**TRECHO DO DOCUMENTO**
-- -- --

Dois países, além do Brasil, mobilizam meus sentimentos. Claro que Israel, meu lar ancestral, o justíssimo refúgio da minha tão perseguida etnia, é um deles. E, depois, vem a Argentina, país onde não só morei por um tempo, mas onde considero que me lapidei como o jornalista que sou hoje. E justamente esses dois países pelos quais nutro imenso carinho estão em apuros.
Ambos vivem a ameaça do fascismo.
Israel
Comecemos por Israel. Uma enorme contradição se opera na terra do meu povo. O judaísmo tem, por natureza, o valor da pluralidade e da democracia. O respeito ao outro está em vários trechos da Torá e na sabedoria dos talmudistas. Não fazer ao outro o que não queres para ti é todo um resumo do Tanach (conhecido no cristianismo como o “Antigo Testamento”). Não sou eu quem digo isso, eu só tenho essa máxima tatuada na pele (e em espanhol). Mas quem a proferiu foi o “sábio dos sábios”, o Hilel.
Logo, o lar judaico está se contrapondo aos valores mais básicos do próprio judaísmo ao ser violentado por um político autoritário que, por sede de poder e necessidade de se safar da Justiça, desequilibra os Poderes do Estado, sufoca o Judiciário e ameaça transformar a terra de índole social-democrata num regime obscurantista de fazer inveja ao próprio Irã dos aiatolás. Bibi Nethanyahu & seus abutres (os ultraortodoxos com quem ele se aliou para conseguir maioria no Knesset) tentam implementar uma teocracia regida por interpretações rígidas da Torá.
Minha esperança é de que, diante de tantos protestos nas ruas israelenses e de uma comunidade judaica amplamente racional e ilustrada em Israel e na diáspora, o isolamento os derrote. Porque, veja bem, muitos defensores de Israel, em diversos fronts (incluindo o literal, porque há uma gurizada desertando do exército), não sentem a menor motivação para defender algo que não lhes diz nada -que, diga-se, é tudo o que sempre combatemos. Não gosto de usar a expressão “religiosos” para definir os ortodoxos, porque, na minha concepção de religiosidade (profundamente judaica), a Bíblia é uma fonte de reflexões e interpretações, e a evolução dos costumes é algo divino que tem relação estreita com a visão spinoziana de um Deus incorpóreo e de uma valorização da natureza humana em todas as suas faces, nas virtudes e nos defeitos que todos temos (não há santos).
O judaísmo é lindo e o nosso lar ancestral sempre foi a sua representação. Lutemos, de dentro e de fora, para que continue sendo, porque o risco é enorme de aparentemente tudo perder o sentido (digo “aparentemente” porque a luta pela existência de Israel independe do regime de turno que a administre, que isso fique claro. A Terra de Israel é intransigível).

-- -- --

**TAREFA A REALIZAR**
Transcreva, sem qualquer alteração, a passagem do texto sobre Israel e a Argentina que se inicia em "O judaísmo é" e prossegue até "Israel é intransigível).".

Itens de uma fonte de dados
-- -- --

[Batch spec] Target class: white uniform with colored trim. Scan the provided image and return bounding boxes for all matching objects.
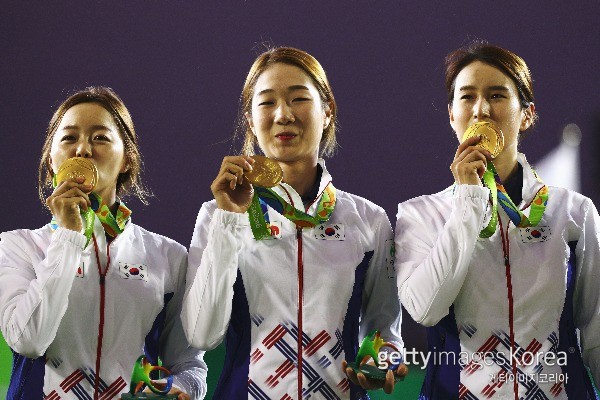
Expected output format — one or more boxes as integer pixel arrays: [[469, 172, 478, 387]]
[[396, 154, 600, 399], [0, 218, 206, 399], [182, 160, 402, 399]]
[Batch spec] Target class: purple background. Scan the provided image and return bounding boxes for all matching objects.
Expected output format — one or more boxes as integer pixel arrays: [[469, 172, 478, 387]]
[[0, 1, 600, 356]]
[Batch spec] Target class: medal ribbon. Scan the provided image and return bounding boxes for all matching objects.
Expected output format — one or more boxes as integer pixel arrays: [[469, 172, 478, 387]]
[[50, 192, 131, 247], [248, 182, 336, 240], [479, 161, 548, 238]]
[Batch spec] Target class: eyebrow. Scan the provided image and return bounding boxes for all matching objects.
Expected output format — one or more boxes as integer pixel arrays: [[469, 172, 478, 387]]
[[63, 125, 112, 132], [256, 85, 309, 96], [458, 85, 508, 92]]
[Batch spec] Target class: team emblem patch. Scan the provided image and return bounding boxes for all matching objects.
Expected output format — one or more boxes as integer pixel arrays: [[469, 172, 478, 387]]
[[75, 262, 85, 278], [314, 223, 346, 240], [519, 226, 550, 243], [119, 262, 148, 282], [267, 221, 281, 239]]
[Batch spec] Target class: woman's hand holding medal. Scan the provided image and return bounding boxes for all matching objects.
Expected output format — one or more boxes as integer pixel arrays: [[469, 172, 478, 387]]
[[450, 136, 492, 186], [450, 121, 504, 186], [210, 156, 283, 213], [210, 156, 254, 213], [46, 177, 92, 232], [46, 157, 98, 232]]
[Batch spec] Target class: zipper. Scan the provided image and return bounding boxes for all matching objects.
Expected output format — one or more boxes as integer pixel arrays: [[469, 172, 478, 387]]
[[296, 226, 304, 400], [92, 235, 114, 400], [498, 219, 519, 400]]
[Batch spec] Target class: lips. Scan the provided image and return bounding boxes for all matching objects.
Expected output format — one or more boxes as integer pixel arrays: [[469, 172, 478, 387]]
[[275, 132, 298, 140]]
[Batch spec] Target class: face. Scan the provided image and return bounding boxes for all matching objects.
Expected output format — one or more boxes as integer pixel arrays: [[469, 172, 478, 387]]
[[246, 63, 331, 164], [448, 61, 535, 158], [50, 103, 127, 202]]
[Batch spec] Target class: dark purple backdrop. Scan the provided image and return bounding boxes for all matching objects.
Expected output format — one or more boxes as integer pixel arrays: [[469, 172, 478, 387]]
[[0, 0, 600, 350]]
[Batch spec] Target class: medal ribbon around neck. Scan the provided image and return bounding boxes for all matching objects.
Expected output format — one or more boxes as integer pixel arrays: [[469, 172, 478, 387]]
[[50, 192, 131, 247], [248, 182, 336, 240], [479, 161, 548, 238]]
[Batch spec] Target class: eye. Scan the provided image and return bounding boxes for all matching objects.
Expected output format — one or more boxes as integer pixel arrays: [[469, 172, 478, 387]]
[[60, 135, 75, 142]]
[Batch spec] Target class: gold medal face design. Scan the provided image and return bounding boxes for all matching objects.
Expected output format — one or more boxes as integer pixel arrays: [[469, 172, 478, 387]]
[[244, 156, 283, 188], [462, 121, 504, 158], [56, 157, 98, 192]]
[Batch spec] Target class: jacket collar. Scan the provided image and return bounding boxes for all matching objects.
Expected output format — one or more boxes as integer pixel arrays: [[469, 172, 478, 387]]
[[273, 158, 332, 215]]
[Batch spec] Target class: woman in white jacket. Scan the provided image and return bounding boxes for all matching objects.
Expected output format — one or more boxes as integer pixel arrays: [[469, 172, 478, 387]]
[[182, 47, 402, 399], [396, 42, 600, 400], [0, 87, 206, 400]]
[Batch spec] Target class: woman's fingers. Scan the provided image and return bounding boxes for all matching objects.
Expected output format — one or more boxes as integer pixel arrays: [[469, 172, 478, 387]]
[[210, 156, 254, 212], [450, 137, 491, 185]]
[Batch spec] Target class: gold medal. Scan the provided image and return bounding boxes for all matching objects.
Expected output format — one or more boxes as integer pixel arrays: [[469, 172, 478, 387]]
[[244, 156, 283, 188], [462, 121, 504, 158], [55, 157, 98, 192]]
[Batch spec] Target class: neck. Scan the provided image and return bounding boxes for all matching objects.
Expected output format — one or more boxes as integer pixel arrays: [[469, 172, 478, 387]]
[[96, 189, 119, 215], [493, 149, 518, 182], [279, 160, 317, 196]]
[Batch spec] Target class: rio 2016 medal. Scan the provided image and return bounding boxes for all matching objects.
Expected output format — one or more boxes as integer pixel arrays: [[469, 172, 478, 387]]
[[462, 121, 504, 158], [55, 157, 98, 192], [244, 156, 283, 188]]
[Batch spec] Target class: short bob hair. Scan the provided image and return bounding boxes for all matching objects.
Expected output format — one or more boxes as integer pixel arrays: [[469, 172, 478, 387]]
[[238, 47, 338, 156], [445, 40, 537, 125], [38, 86, 151, 205]]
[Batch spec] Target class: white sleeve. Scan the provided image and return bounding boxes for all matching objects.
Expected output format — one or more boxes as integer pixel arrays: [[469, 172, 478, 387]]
[[0, 228, 85, 358], [181, 203, 245, 350], [160, 247, 207, 400], [359, 210, 404, 352], [573, 199, 600, 387], [395, 185, 489, 326]]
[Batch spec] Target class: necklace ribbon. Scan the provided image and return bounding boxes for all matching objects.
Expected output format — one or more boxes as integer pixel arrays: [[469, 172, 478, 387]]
[[479, 161, 548, 238], [50, 192, 131, 247], [248, 182, 336, 240]]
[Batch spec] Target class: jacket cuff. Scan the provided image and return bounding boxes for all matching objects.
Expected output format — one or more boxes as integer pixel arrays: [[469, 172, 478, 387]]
[[52, 228, 86, 250], [213, 208, 249, 226], [454, 184, 490, 201]]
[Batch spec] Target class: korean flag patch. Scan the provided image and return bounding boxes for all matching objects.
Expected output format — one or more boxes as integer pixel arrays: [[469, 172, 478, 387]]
[[75, 263, 85, 278], [119, 262, 148, 282], [519, 226, 550, 243], [314, 223, 346, 240], [267, 221, 282, 239]]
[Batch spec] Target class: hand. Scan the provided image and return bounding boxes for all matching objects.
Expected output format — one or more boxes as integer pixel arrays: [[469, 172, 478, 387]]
[[144, 382, 191, 400], [210, 156, 254, 213], [450, 137, 492, 186], [46, 177, 92, 232], [342, 360, 408, 394]]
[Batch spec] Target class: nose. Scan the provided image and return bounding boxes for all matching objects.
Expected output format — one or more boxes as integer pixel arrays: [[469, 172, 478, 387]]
[[275, 101, 296, 125], [75, 139, 92, 158], [473, 97, 490, 120]]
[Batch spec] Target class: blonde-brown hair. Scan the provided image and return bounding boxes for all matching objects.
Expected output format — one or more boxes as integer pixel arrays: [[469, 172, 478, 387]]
[[38, 86, 151, 205], [238, 47, 338, 156]]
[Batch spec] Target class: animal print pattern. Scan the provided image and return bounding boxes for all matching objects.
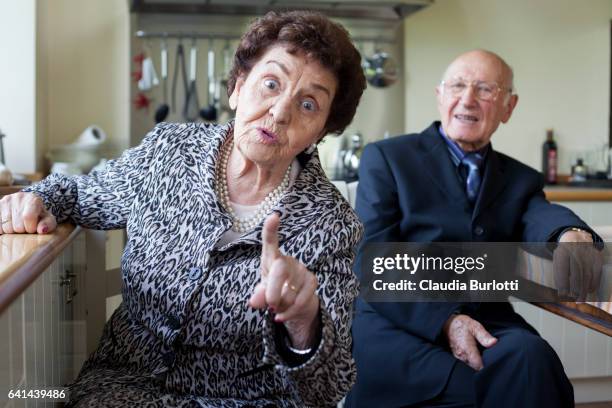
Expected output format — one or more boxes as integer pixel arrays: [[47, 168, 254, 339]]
[[28, 122, 363, 407]]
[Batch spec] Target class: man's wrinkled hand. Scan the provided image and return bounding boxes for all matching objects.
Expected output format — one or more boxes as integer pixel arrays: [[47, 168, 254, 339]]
[[553, 230, 603, 301], [444, 314, 497, 371], [0, 192, 57, 234]]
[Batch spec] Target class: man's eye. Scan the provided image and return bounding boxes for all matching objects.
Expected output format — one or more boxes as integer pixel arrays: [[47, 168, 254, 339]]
[[302, 100, 317, 112], [450, 82, 465, 92], [264, 79, 278, 90], [478, 84, 493, 95]]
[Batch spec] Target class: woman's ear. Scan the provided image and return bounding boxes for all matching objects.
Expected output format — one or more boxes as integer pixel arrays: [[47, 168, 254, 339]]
[[229, 75, 244, 110]]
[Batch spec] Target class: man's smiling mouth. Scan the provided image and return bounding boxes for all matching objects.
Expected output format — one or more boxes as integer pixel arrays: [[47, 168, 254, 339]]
[[453, 114, 479, 123]]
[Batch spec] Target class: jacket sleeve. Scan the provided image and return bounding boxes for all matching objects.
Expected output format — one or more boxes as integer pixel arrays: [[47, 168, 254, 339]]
[[264, 209, 362, 407], [522, 177, 602, 242], [355, 144, 466, 342], [24, 124, 166, 230]]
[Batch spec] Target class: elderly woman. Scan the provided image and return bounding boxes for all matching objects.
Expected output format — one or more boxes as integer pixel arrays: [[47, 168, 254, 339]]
[[1, 12, 365, 407]]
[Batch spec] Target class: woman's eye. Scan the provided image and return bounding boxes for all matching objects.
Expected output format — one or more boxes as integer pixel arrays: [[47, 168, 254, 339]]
[[264, 79, 278, 90], [302, 100, 317, 112]]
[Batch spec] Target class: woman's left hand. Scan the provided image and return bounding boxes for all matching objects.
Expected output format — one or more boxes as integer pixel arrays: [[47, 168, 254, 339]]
[[249, 214, 319, 349]]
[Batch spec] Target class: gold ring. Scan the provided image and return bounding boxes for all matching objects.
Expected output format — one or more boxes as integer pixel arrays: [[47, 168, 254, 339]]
[[284, 282, 297, 293]]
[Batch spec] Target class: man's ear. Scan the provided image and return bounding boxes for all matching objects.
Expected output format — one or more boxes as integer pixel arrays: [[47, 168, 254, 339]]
[[434, 85, 442, 103], [228, 75, 244, 110], [502, 95, 518, 123]]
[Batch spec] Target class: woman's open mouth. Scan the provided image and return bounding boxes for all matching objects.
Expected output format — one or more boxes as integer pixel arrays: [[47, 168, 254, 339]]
[[257, 127, 278, 144]]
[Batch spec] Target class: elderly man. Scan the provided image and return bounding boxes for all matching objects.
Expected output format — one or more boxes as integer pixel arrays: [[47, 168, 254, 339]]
[[347, 50, 599, 408]]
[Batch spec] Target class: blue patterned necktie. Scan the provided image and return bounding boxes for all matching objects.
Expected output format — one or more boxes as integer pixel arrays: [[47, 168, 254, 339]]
[[461, 153, 482, 204]]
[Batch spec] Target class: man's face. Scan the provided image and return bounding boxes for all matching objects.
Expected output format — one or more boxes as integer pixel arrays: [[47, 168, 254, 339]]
[[436, 51, 518, 151]]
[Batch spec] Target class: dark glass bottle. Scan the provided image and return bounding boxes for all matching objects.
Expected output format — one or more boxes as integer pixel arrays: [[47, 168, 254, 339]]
[[542, 129, 557, 184]]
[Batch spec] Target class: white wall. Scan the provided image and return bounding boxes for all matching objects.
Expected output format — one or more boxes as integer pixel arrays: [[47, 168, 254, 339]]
[[404, 0, 612, 172], [0, 0, 36, 172], [38, 0, 130, 160]]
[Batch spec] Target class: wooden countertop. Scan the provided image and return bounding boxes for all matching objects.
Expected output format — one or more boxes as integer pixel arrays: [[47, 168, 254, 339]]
[[0, 224, 81, 314], [544, 186, 612, 201]]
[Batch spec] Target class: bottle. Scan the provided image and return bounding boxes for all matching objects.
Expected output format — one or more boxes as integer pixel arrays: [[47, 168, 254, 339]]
[[572, 159, 587, 183], [542, 129, 557, 184]]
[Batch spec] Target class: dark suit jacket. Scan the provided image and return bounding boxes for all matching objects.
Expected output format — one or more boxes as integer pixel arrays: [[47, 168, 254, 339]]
[[349, 122, 588, 407]]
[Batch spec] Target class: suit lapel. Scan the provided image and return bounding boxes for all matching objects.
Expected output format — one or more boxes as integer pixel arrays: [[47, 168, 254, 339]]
[[421, 122, 468, 205], [472, 149, 507, 219]]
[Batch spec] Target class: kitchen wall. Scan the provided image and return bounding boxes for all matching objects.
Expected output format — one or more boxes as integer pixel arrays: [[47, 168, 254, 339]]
[[404, 0, 612, 173], [0, 0, 37, 172], [37, 0, 130, 156]]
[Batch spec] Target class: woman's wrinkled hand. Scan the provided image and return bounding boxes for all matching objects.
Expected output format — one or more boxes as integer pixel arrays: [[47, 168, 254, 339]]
[[443, 314, 497, 371], [0, 193, 57, 234], [249, 214, 319, 349]]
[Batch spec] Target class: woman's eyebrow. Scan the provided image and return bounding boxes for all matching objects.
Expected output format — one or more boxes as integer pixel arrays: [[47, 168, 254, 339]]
[[266, 60, 289, 75], [266, 60, 331, 98]]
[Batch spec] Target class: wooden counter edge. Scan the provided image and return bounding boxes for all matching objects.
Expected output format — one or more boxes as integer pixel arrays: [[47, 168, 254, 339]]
[[544, 188, 612, 201], [0, 224, 82, 315], [531, 302, 612, 337]]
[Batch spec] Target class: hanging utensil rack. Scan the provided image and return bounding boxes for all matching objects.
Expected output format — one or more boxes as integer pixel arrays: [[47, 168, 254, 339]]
[[134, 30, 396, 44]]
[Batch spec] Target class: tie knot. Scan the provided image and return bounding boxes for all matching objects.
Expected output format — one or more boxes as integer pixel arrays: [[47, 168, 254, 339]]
[[461, 153, 482, 171]]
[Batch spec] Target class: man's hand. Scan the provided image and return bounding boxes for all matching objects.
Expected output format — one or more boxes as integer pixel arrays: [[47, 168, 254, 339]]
[[249, 214, 320, 349], [443, 314, 497, 371], [553, 230, 603, 301], [0, 193, 57, 234]]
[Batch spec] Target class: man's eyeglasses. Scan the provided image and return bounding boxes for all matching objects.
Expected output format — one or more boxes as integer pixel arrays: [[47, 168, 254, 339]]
[[440, 79, 512, 102]]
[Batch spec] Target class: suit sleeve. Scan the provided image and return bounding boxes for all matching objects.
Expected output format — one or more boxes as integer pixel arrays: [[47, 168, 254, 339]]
[[522, 180, 602, 242], [355, 144, 466, 342]]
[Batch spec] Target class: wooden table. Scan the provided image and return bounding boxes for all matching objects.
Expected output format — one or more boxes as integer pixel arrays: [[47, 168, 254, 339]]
[[533, 302, 612, 337], [0, 224, 81, 314]]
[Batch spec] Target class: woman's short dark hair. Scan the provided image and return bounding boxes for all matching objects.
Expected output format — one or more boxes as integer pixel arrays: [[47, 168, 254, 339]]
[[227, 11, 366, 134]]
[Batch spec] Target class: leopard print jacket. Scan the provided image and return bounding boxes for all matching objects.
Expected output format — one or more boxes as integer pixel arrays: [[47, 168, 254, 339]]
[[28, 123, 363, 407]]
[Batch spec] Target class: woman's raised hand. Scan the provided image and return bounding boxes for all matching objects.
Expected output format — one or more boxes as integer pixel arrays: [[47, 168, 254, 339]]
[[249, 213, 319, 348], [0, 193, 57, 234]]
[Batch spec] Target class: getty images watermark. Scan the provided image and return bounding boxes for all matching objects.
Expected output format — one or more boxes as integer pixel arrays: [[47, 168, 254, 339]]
[[358, 242, 611, 302]]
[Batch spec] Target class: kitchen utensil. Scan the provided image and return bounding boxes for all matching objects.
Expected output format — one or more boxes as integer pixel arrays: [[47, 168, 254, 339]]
[[0, 130, 6, 164], [155, 40, 170, 123], [172, 39, 189, 112], [215, 41, 233, 123], [200, 40, 217, 122], [138, 43, 159, 92], [183, 38, 200, 122], [364, 47, 398, 88]]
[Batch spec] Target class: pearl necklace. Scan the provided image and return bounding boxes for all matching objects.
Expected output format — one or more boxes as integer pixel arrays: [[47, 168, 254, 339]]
[[216, 140, 291, 233]]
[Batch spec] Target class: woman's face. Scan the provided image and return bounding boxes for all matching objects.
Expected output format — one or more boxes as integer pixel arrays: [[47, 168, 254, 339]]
[[230, 44, 337, 171]]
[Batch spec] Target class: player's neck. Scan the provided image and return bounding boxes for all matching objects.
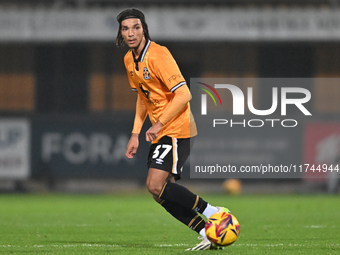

-- -- --

**RESOLUÇÃO DA TAREFA**
O judaísmo é lindo e o nosso lar ancestral sempre foi a sua representação. Lutemos, de dentro e de fora, para que continue sendo, porque o risco é enorme de aparentemente tudo perder o sentido (digo “aparentemente” porque a luta pela existência de Israel independe do regime de turno que a administre, que isso fique claro. A Terra de Israel é intransigível).